Regional parties have become experts in sensing the political climate by switching sides at the slightest possibility of a better electoral outing and negotiating a relevance for themselves
The Asom Gana Parishad (AGP) may be the latest ally to desert the National Democratic Alliance (NDA) on the Citizenship (Amendment) Bill, 2016, introduced in the last session of the Lok Sabha recently, but by no stretch of the imagination can the party be termed as a “political weather scientist.” Similarly, the tag should also not be passed on to the Telugu Desam Party (TDP), which parted ways with the NDA last year. Compulsions of state politics and scouting for better opportunities at the national level forced these two regional parties to break away from the NDA rather than their potential to gauge trade winds.
In that sense, the bellwether status should go to Union Minister Ram Vilas Paswan. For long, he has been described as the ‘mausam vagyanik’, who can assess which way the political wind is blowing or which party would reap the electoral harvest and form the next Government.
Many have even appreciated his ability of being “accurate and correct” with his political moves over a period spanning three decades. Both his admirers and critics believe that he has got so much of expertise in reading “people’s mood and pulse” that he always supports the winning cause — the coalition which rules the country.
Paswan has been a part of all national coalitions. He was first elected as an MLA in Bihar way back in 1969, though he has always preferred to be in Central politics after the Emergency when he first won the Hajipur Lok Sabha seat by a record margin in 1977. Be it the Right (NDA led by the BJP) or the one in which the Left had a major role (Third Front led by VP Singh) or the Centrist party (Congress-led United Progressive Alliance), one factor which has always been common is the 75-year-old Paswan. No ideology is anathema to him as long as it takes him to the treasury benches.
He was first inducted in Union Cabinet by VP Singh in 1989 and since then the Dalit leader has never looked back. Of course, he lost one election in 2009 to an old rival in Bihar —Ram Sundar Das — from his stronghold of Hajipur and had to remain out of power for five years. His followers, however, term that period as an “accident” and an “aberration.”
When he decided to stick to the NDA in Bihar for the 2019 polls, successfully bargaining a healthy six seats for his Lok Janshakti Party (LJP) and one Rajya Sabha seat for himself, many in his home state wondered if he had lost his ability to predict the political climate with the same perfection and astuteness.
Many in Paswan’s home state say that Upendra Kushwaha, the former junior HRD minister in Narendra Modi’s Government and the first one to jump ship in Bihar from NDA to UPA, has now developed the knack which Paswan possessed at one point of time. Kushwaha, as president of the Rashtriya Lok Samata Party (RLSP) and a Koeri himself, joined the grand alliance (mahagatbandhan) of the Congress and the Rashtriya Janata Dal (RJD) in the Hindi heartland, hoping to have a role in the next Union Government.

(Supplied information):
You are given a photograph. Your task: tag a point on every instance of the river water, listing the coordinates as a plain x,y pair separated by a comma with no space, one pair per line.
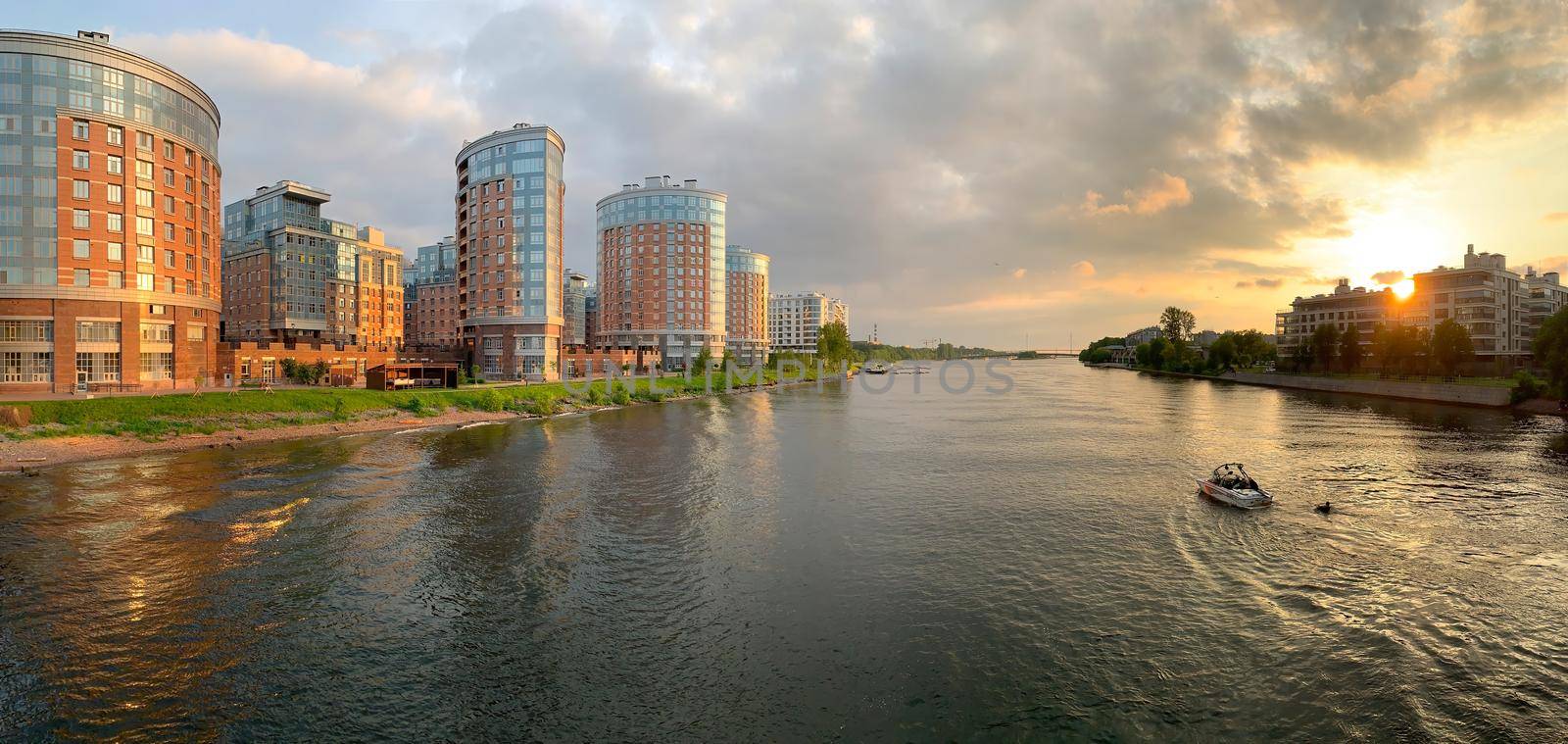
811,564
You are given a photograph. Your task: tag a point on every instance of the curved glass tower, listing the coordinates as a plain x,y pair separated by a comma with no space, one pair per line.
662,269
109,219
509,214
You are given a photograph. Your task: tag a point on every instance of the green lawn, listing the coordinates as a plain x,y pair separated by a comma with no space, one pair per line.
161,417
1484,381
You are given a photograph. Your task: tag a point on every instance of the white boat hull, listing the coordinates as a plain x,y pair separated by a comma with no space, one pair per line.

(Problems and tasks):
• a. Copy out the listing verbatim, everything from the line containing "of the curved" down to the listing's final line, both included.
• b. Pick up the article on Ram Vilas Paswan and coalition switching where it stops.
The article and the listing were drawn from separate sources.

(Expected results):
• a.
You are given a photograph. Your task: tag a point on every instance of the curved glass tower, listing the coordinates as a plain x,y pair separated by a comma with no space, one pair per line.
662,269
109,219
509,214
You are given a photograph. Your task: tag a point on every instance of the green lawn, listing the coordinates as a plain x,y pair separated by a comma with no space, one pair per line.
161,417
1484,381
You are given a photograph. Your task: tag a point on every instance of the white boat hull, listing the coordinates as a plain x,y pair separated by a comma with no space, one pair per line.

• b.
Kushwaha knows for sure that his utility in NDA ended the moment Nitish Kumar and his Janata Dal United (JDU) joined hands with the Bharatiya Janata Party (BJP) to retain power in the State and oust the RJD with which JDU had fought the Assembly elections in the first place. Kushwaha and Kumar share a similar caste support base and he realised he would be more useful to the mahagathbandhan in Bihar than the NDA. So Kushwaha’s ouster was a foregone conclusion. In fact, it helped Paswan get a better deal with the NDA in seat-sharing as whatever incremental votes his party gets in Bihar helps the latter’s cause in its bid to do well in the State.
Bihar will be an important battlefield in the 2019 general election with 40 seats, a State where both the UPA and NDA are firmly entrenched. Hence, this is one State where the battle is largely between the two and not the constituent parties as such.
Besides RJD, the Congress and now the RLSP, the grand alliance in Bihar also has former Chief Minister Jitan Ram Manjhi’s party, Hindustani Awam Morcha (HAM) and Loktantrik Janata Dal (LJD) founded by Sharad Yadav, who broke away from the JDU. Then there is Mukesh Sahni, who had floated his political outfit Vikasshil Insaan Party (VIP) and joined the grand alliance, aiming to get votes from his Nishad community spread across the State. In addition, there is a possibility of even the Left parties becoming a part of the grand alliance, which could leave a couple of seats for them to show it is an umbrella alliance of all castes, groups and ideology.
On paper, the alliance looks really ‘grand’ given the various caste combinations it carries with it, but on ground it is difficult to visualise how competing castes, parties and groups would jell, and whether one community would be able to transfer its vote to the other. Also, the sharing of seats is still a mystery and several conflicts, claims and counterclaims could emerge.
Ironically, it is in Bihar where the BJP had to concede to its allies in a big way, which many see as the end of the road for its expansion in the State. It won 22 seats in the 2014 Lok Sabha poll, and along with its allies LJP (6) and RLSP (3), the NDA won 32 seats even though the combined Opposition then on paper was quite strong — RJD and JDU. The BJP would be contesting only 17 seats, forcing it to part ways with five seats which it won last time, clearly a set-back for the party cadres who were hoping for expansion and some day form the State Government on the party’s own strength like it did in Maharashtra, breaking from the Shiv Sena and contesting Assembly polls alone.
As of now, Bihar is the only State where the battle lines have been drawn and demarcated firmly with alliances in place. Many see this as a microcosm of India — emergence of a two-alliance formation where the BJP would head one polarity and the Congress the other with regional parties siding with one or the other depending on their state politics, perceptions at a given point of time and crass opportunism, of course.
It is now gradually becoming clear that it will be the regional parties which would become the new weather scientist of the Indian politics —switching sides at the slightest possibility of better electoral outing and reviewing their decision every now and then according to their convenience and smell of opportunity. Bihar is a perfect example where you do not find any permanent political friend or enemy.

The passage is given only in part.